> _Assignment A_
Decide whether each statement below agrees with the mobile marketing passage. Answer yes or no for each, and quote the deciding words from the passage. (i) Hank Wasiak once served as vice chairman of McCann Erickson WorldGroup. (ii) In 2016, marketers were using 4.3 mobile techniques on average. (iii) Wasiak holds that in mobile, innovation matters more than iteration.
> _Assignment B_
Please carry the mobile marketing passage forward from the point where it ends.

One can argue that finding the balance between aggressive and passive has been the leading challenge facing marketers in this era of new technologies, devices and screens.
In the hopes of assisting, I’ve again turned to the experts to help us navigate.
Hank Wasiak, former vice chairman of McCann Erickson WorldGroup, has adapted his thinking over more than four decades in the advertising business.
“To me, the key thing when looking at something is to be early and fast,” he told me I an interview for my Mobilized Marketing book. “I’ve been the poster child for this. You want to overthink things sometimes. You want to get it perfect but things move so fast. To me in this world, especially in mobile, iteration is more important than innovation. You can find out quickly because you’re in real time in the hip pocket, the breast pocket and in the heart of your consumers.
“You have to put on a flak jacket and get a little more risk averse.”
In 2017, more marketers figuratively donned protective gear and went for it.
“In 2016, marketers told us that on average, they were using 3.5 mobile techniques (out of a total of 13 we asked them about) and had another two in the pilot stage,” Gartner research director Noah Elkin wrote https://blogs.gartner.com/noah-elkin/mobile-marketing-means-serious-business/ of where we are with mobile marketing.
“Fast-forward to 2017, and marketers now have 4.3 tactics live on average, and are piloting 3.1, representing a combined increase of 33 percent.”
How do we repeat that progress in 2018?
Elkin told me in the second part of my The Art of Mobile Persuasion podcast interview which has now posted as episode 27 https://itunes.apple.com/us/podcast/art-mobile-persuasion-podcast/id1156481550?mt=2.

> _Data provided_
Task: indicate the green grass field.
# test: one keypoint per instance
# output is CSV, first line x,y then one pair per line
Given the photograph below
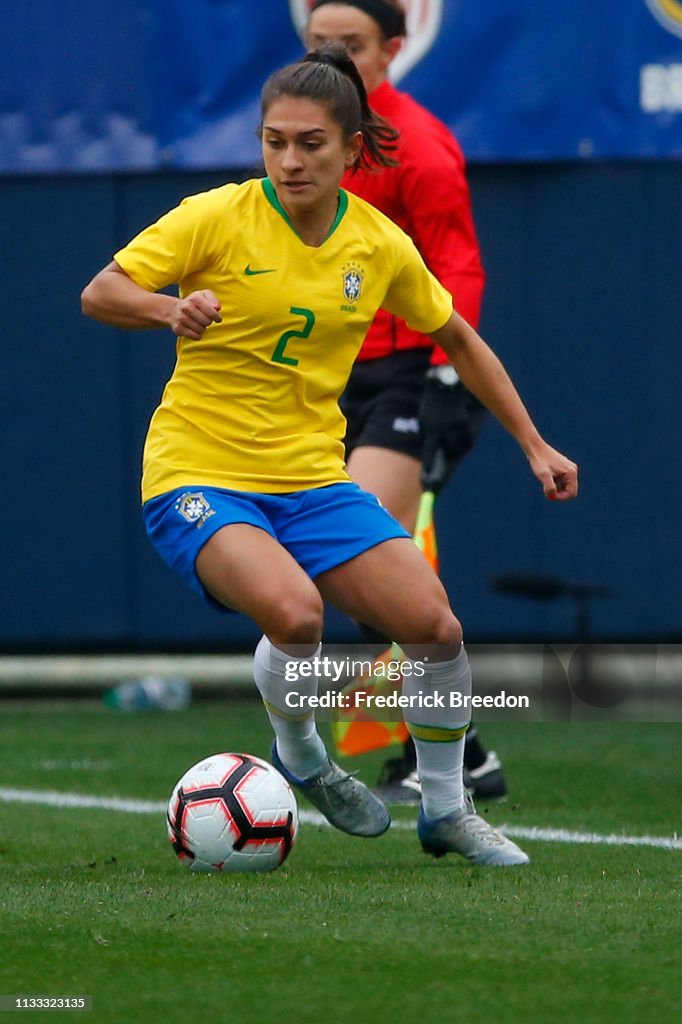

> _Expected answer A_
(i) Yes: "Hank Wasiak, former vice chairman of McCann Erickson WorldGroup"
(ii) No: "In 2016, marketers told us that on average, they were using 3.5 mobile techniques"
(iii) No: "iteration is more important than innovation"

> _Expected answer B_
“We think in a more sophisticated way about how mobile functions across the customer journey,” he said. “Not just as a separate channel and sometimes as an add-on, but how it can play a starring or supporting role at different stages.”
For example, he pointed to wireless being the optimal avenue to reach consumers in context, at the right place and time.
“Mobile plays this key function as the remote control for the whole experience,” he said.
As to other technologies that are available to us, Elkin offered recommendations on how to proceed in the areas of artificial intelligence and machine learning, and what to do with the increasing use of voice-enabled devices.
“Not that the machines are going to take over as is sometimes predicted in a doomsday-type scenario but what are the processes, for example, how can artificial intelligence maximize your email subject line creation and testing,” he said. “That’s an area where there is a huge body of data where the speed and precision of machine learning can make a tangible difference.
“It might make a 2-3 point difference in open rates in a single email campaign which might not seem so much but if you multiple that if you are a big volume e-mailer like a retailer or a travel or hospitality firm, over the course of a month or a year, you’re talking about a significant difference. It’s not limited to email. We’ll see artificial intelligence used not just for consumer-focused marketers as well as business to business and enterprises as well.”
When it comes to spending marketing time and money on Alexa-type campaigns, Elkin had these thoughts:
“We’re at the early stage of adoption of these devices. We’re seeing growth in the skills that these different platforms enable for marketers. I think that there are long-term implications for things like search. How do marketers optimize for search in an age of voice-driven communications? And what kind of results do you need to return as opposed to if someone is doing it on the desktop or mobile device?
“Marketers are still learning how to be conversational in an effective way in these environments. This is the time to be experimenting. That’s an area where we will continue to see evolution and innovation in the year ahead.”
And where we will see some be passive and others take a more aggressive position.
Here’s one more view, this one from Miles Orkin who previously led mobile for the American Cancer Society and is now Chief of Staff, SUMux (Search, User, Maps) at Google.
“You have to be prepared to set yourself up to fail but do it in a measured way,” he told me in a book interview. “Don’t bet that you will be the next Mark Zuckerberg (who founded Facebook).
“If you fail, you will be selling coffee.”